**Excerto fornecido**

Boa parte da música vinda do Brasil ainda permanece por cá reclusa numa época passada ou de referências algo duvidosas. A dita música contemporânea que por lá se faz vai pingado, muito por via de canais não-oficiais. Chico Dub, autor das maravilhosas compilações Hy Brazil ou o colectivo 100% Foda/Maneiríssimo são algumas das pontes a esse ainda novo mundo que está acontecer do outro lado do Atlântico. Haverão certamente outras, seguramente merecedoras de maior exposição e de mais público, mas ficarão para outra ocasião. Ora em 2015 surge um disco que se enquadra perfeitamente nesse plano de maravilha exótica, revelando um nome que desde então tem vindo a prometer – e a cumprir – as promessas de novas coordenadas na música brasileira.

**Excerto de dados**
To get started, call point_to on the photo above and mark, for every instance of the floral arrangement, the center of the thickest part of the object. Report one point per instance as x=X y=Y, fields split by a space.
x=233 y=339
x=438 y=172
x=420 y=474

**O que fazer**
Reproduza sem alterações o trecho do texto sobre música brasileira que vai desde "Boa parte da" até "na música brasileira.".

**Resolução da tarefa**
Boa parte da música vinda do Brasil ainda permanece por cá reclusa numa época passada ou de referências algo duvidosas. A dita música contemporânea que por lá se faz vai pingado, muito por via de canais não-oficiais. Chico Dub, autor das maravilhosas compilações Hy Brazil ou o colectivo 100% Foda/Maneiríssimo são algumas das pontes a esse ainda novo mundo que está acontecer do outro lado do Atlântico. Haverão certamente outras, seguramente merecedoras de maior exposição e de mais público, mas ficarão para outra ocasião. Ora em 2015 surge um disco que se enquadra perfeitamente nesse plano de maravilha exótica, revelando um nome que desde então tem vindo a prometer – e a cumprir – as promessas de novas coordenadas na música brasileira.